====== Kaynak metin ======

"Önemli olan, İsrail meselesinin ne kadar zor olursa olsun ertelenemeyecek bir konu olduğu. Ahmed Şaraa, her an doğrudan bir soruyla karşılaşabilir ve doğrudan bir cevap vermek zorunda kalabilir. İşte o zaman Suriye’nin bölgedeki konumuna ilişkin yeni yönetimin bakış açısını değerlendirmek mümkün olacak."
YDH - Ebu Muhammed el-Colani (ya da yeni adıyla Ahmed eş-Şaraa) liderliğindeki yeni Suriye rejimi hem içeride hem de dış politikada köklü değişimlerin ve bölgede İsrail lehine yeni yaklaşımların habercisi olarak dikkat çekiyor. El-Ahbar gazetesinin genel yayın yönetmeni İbrahim el-Emin, senenin son gününde Colani'nin açıklamaları ve temaslarından öne çıkan başlıkları ele alıyor.

======

§ Görevler ve alıştırmalar
a - Suriye'deki yeni yönetimle ilgili metne göre El-Ahbar gazetesinin genel yayın yönetmeni kimdir?
b - Suriye'deki yeni yönetimle ilgili metinde "YDH - Ebu Muhammed" ile "başlıkları ele alıyor." arasındaki kısmı, ikisi de dahil olmak üzere, "senenin" yerine "yılın" koyarak güncelleyin.
c - Suriye'deki yeni yönetimle ilgili metni son cümlesinden sonra sürdürün.
Bu malzeme başka bir kaynaktan alınmıştır.

====== Verilen bilgiler ======

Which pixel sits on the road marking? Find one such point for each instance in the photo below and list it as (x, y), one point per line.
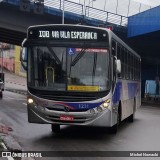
(4, 146)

======

§ Sonuçlar
a - İbrahim el-Emin.

b -
YDH - Ebu Muhammed el-Colani (ya da yeni adıyla Ahmed eş-Şaraa) liderliğindeki yeni Suriye rejimi hem içeride hem de dış politikada köklü değişimlerin ve bölgede İsrail lehine yeni yaklaşımların habercisi olarak dikkat çekiyor. El-Ahbar gazetesinin genel yayın yönetmeni İbrahim el-Emin, yılın son gününde Colani'nin açıklamaları ve temaslarından öne çıkan başlıkları ele alıyor.

c -
Bir şeyi açıklamak, asla onu mazur göstermek anlamına gelmez. Ancak bugün Suriye özelinde açıklamanın önemi, mevcut durumu anlamanın, büyük değişimlerin yol açacağı etkilerle ilgilenenlerin tutumlarını netleştirmesine ve sağlamlaştırmasına olanak tanımasıdır.
Bu değişimler, özellikle Lübnan ve Ürdün gibi kırılgan devletler başta olmak üzere Suriye’nin etrafında da büyük yansımalara yol açacaktır. Zira bu ülkelerde, enfeksiyonun yayılmasını önleyecek yeterli bağışıklık mekanizmaları bulunmamaktadır.
Suriye’nin yeni lideri Ahmed eş-Şaraa'nın açık ve net bir şekilde konuşması belki de iyi bir şey. Zira pek çok konuda diplomatik dil kullanma gereği duymuyor. Savunduğu “güçlendirme” ilkesi bile, düşüncelerini ifade etmesine engel teşkil etmiyor.
Bazılarının onun bu dönemi yönetme kapasitesini abarttığını düşünmesine rağmen, sonucu zaman gösterecek. Suriye’nin yaşadığı olağanüstü bölünmelerin kaosa yol açacağı düşüncesi de doğru değil.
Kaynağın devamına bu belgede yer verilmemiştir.